(Material for this exercise Opens)
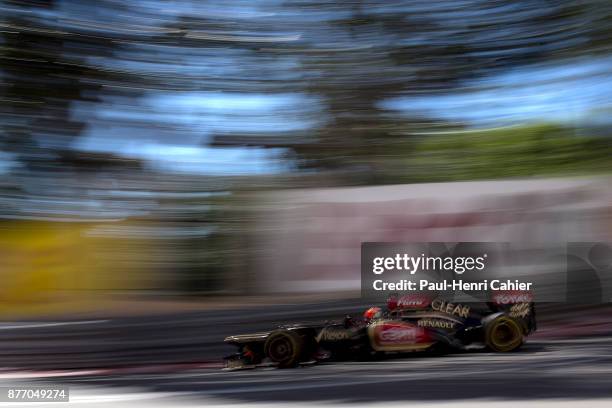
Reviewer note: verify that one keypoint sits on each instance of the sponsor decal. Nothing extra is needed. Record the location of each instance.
(436, 324)
(450, 308)
(400, 333)
(413, 301)
(520, 310)
(506, 297)
(334, 334)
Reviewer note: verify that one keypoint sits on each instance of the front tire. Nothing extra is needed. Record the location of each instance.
(284, 348)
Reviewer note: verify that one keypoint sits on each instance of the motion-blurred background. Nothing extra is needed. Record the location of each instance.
(162, 148)
(172, 156)
(172, 172)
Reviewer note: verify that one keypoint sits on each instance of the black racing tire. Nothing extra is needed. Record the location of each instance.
(503, 334)
(285, 348)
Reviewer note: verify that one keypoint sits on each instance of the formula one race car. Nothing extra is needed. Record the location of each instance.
(409, 323)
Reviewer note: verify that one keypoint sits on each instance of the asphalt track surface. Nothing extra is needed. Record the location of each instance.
(174, 357)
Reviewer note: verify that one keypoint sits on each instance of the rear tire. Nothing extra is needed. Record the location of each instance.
(284, 348)
(503, 334)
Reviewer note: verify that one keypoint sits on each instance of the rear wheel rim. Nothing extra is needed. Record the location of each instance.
(505, 335)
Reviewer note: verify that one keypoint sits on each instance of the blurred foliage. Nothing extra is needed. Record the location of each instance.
(520, 151)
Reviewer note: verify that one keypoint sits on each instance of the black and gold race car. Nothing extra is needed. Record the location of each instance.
(407, 324)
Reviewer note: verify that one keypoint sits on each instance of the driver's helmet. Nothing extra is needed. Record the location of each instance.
(372, 313)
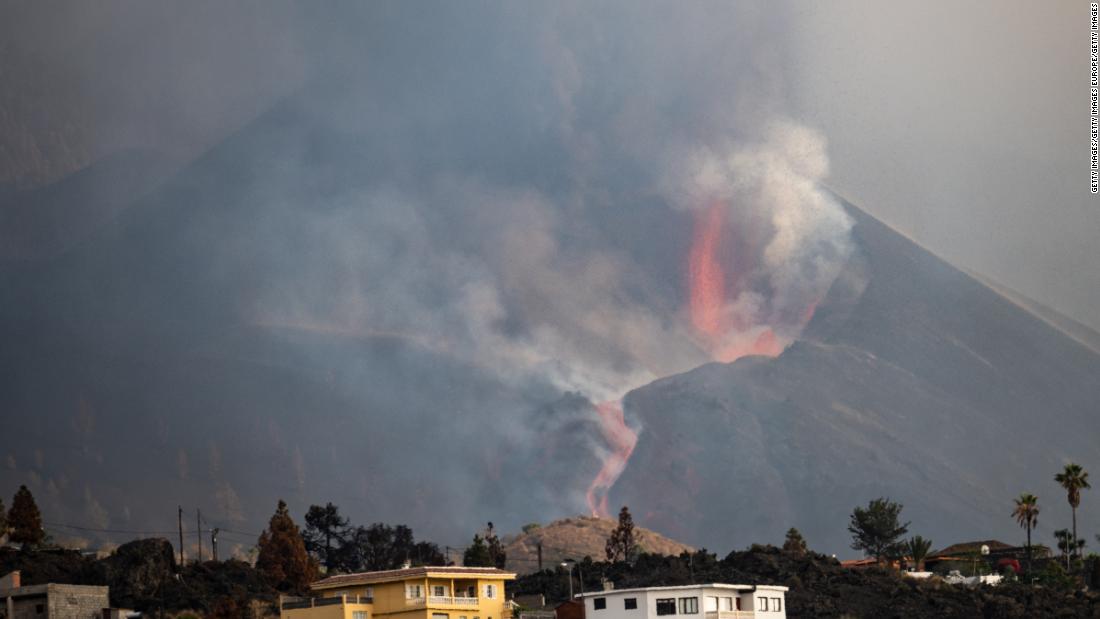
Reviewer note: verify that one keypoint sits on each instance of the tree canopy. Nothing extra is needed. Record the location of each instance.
(794, 543)
(283, 557)
(476, 554)
(622, 544)
(326, 534)
(24, 520)
(876, 529)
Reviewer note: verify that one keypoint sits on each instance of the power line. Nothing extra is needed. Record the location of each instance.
(97, 530)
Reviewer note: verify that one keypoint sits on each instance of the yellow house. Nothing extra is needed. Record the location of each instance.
(413, 593)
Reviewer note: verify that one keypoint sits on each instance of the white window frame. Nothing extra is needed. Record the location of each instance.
(688, 605)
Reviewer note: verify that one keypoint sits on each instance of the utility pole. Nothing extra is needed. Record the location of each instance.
(198, 532)
(180, 535)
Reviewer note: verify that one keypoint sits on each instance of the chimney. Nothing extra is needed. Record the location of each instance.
(10, 581)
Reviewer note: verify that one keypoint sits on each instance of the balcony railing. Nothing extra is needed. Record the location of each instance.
(729, 615)
(292, 604)
(446, 600)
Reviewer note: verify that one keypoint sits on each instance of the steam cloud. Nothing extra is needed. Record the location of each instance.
(515, 191)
(Material for this exercise Closes)
Please print the data above once more, exactly as it appears, with no pictures.

Reply to the exercise.
Reviewer note: verify that one keypoint sits on each instance of the sponsor decal. Nothing extra is needed. Record the location of each instance.
(436, 324)
(450, 308)
(400, 333)
(413, 301)
(520, 310)
(506, 297)
(334, 334)
Reviewer note: verify that one keypoint sits on each instance of the front tire. Nothing extra is needed. Record the location of each instance.
(284, 348)
Reviewer note: verify that one keypoint sits on each instance of the motion-blurred background. Nothing extra is needed. Record the location of each instance.
(162, 148)
(172, 156)
(172, 172)
Reviewer note: verify that one keypoint sits on each instance of the black racing tire. Nothing extra is needed. Record the location of each instance.
(503, 334)
(285, 348)
Reviewer note: verify that one keypoint sits on each instance of the formula one race car. Nothing extra is needed. Record the location of each instance.
(409, 323)
Reviewer note: verify that one keypoint sits on each instance of the asphalt track surface. Nothing extra is needed. Record the location of each instance.
(174, 357)
Reviewer note: verify that one keypoint sits on each instance of the rear tire. Nothing extra is needed. Record the location of each instance.
(284, 348)
(503, 334)
Reviewer note: verify that one keypoint sits on each instance of the rear wheel rim. Nothing extra is needed. Record the location of each instance.
(505, 335)
Reviewer note: verify that one keypoint sits on each instance of the blurred foliage. Nothing extra is needed. Record the location of each instance.
(520, 151)
Reviewer note: verify that one keypoint sits on each instance of the black and gold race car. Nothing extra is needed. Record the location of each instance.
(407, 324)
Reviewer note: verify that one keypoint sits on each instance of the driver's helmet. Nothing extra is needed. Record the location of each instance.
(372, 313)
Reviewer note: verify that one keypoint sits on each instance of the tree canopy. Nothing extra is needed. Record the location of each instance.
(794, 543)
(283, 557)
(476, 554)
(622, 544)
(326, 534)
(24, 520)
(876, 529)
Reviewer note: verify that one keypoint sits on each instance of the power line. Nothing extra is needed. Record the location of each instance.
(97, 530)
Reviewer note: verify that one keypoint sits on each instance of the yellow house. Nothing extra is needed. Record the location of each instance.
(413, 593)
Reviewer note: verify that one keypoint sits on each instance of the white window frame. Nothing extra is needed. Record the location of each instance.
(688, 605)
Reviewer note: verify that one keypoint sits on each instance of the utility pole. Nothing extra is needed. Record the location of each instance.
(198, 532)
(180, 535)
Reviewer note: verify that one keypoint sits on each instance of the chimney. Nothing extra is needed. Record the location of each instance.
(10, 581)
Reviewer note: verify that one keypoint sits on each instance of the balcony railing. Nothing extra is needed. Record the location of each instance.
(729, 615)
(292, 604)
(446, 600)
Reviewer note: verify that one keypoint sits on each instance of the steam cloud. Nothing extra is needed. Record the location of each instance.
(515, 191)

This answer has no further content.